## PASSAGE PROVIDED
* * * * * * * * *
The reason for this is not only that I am an old and crazy lout but also because I lived most of my life in Bengal, and most of it when it was under the Red Rule.

Bengal was the heaven where civilization meant:

"Plain living and high thinking"

unlike the rest of India where it is now the other way round.

Bengal was known not for its moneymakers but for its writers, singers, actors, dancers, movie makers, painters and sculptors...not to speak of the first IIT that was established in India where the cream of the country read and taught.

The only part of India that left its indelible mark on me during my age of innocence was Bengal; and its Bengalis. 

I first heard of Swami Vivekananda and Ramakrishna Paramahamsa and Netajee Subash Bose in my childhood at my home. And as soon as I entered my university at Vizagh I heard of writers with unfamiliar names like Saha and P Ray and Chatterjees and Banerjees, to say nothing of Tagore and Sharat Chandra Chatterjee and Satyajit Ray.

And on landing up in Bengal in 1965 I found it the cheapest place to live in the whole world. I guess it still is. 


It banished, by and by, all its polluting industries and drove the rest away. 


We at IIT KGP were happy with cycle rickshaws and pushbikes for most of our time there. The only car that was visible on our roads was the Ambassador and it refused to die, till recently. 


And the best shop in Gole Bazaar then was the Bata. We used to go there just to relish its ambiance. Shop-floor assistants welcomed us and made us sit in luxurious swinging cane chairs, and sat in front of us on the floor and massaged our feet tenderly. It was pure joy. And then it started fleecing its customers. And it duly went down under the impact of our left-front's civilizing influence...first the cane chairs vanished and then the shop-floor hosts and then the shoes (including, once again, their Ambassador), and then the shop itself...
* * * * * * * * *
## DATA BELOW
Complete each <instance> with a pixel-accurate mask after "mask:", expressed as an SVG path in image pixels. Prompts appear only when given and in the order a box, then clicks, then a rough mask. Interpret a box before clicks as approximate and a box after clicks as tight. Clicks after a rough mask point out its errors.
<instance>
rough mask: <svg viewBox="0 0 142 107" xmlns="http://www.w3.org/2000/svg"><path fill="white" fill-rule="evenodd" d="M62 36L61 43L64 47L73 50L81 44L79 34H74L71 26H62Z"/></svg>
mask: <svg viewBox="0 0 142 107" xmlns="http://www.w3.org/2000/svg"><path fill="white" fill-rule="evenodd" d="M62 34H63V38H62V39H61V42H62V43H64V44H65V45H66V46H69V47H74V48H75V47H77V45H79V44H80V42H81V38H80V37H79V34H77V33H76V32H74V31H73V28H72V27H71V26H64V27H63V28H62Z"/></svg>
* * * * * * * * *
## INSTRUCTIONS
(1) In the Bengal passage, list every type of person that Bengal is said to have been known for.
(2) Write out the Bengal passage from "Bengal was known" down to "the rest away.".
(3) According to the Bengal passage, which car was the only one visible on the roads at IIT KGP?

## SET OF ANSWERS
(1) Writers, singers, actors, dancers, movie makers, painters, sculptors

(2)
Bengal was known not for its moneymakers but for its writers, singers, actors, dancers, movie makers, painters and sculptors...not to speak of the first IIT that was established in India where the cream of the country read and taught.

The only part of India that left its indelible mark on me during my age of innocence was Bengal; and its Bengalis. 

I first heard of Swami Vivekananda and Ramakrishna Paramahamsa and Netajee Subash Bose in my childhood at my home. And as soon as I entered my university at Vizagh I heard of writers with unfamiliar names like Saha and P Ray and Chatterjees and Banerjees, to say nothing of Tagore and Sharat Chandra Chatterjee and Satyajit Ray.

And on landing up in Bengal in 1965 I found it the cheapest place to live in the whole world. I guess it still is. 


It banished, by and by, all its polluting industries and drove the rest away.

(3) The Ambassador.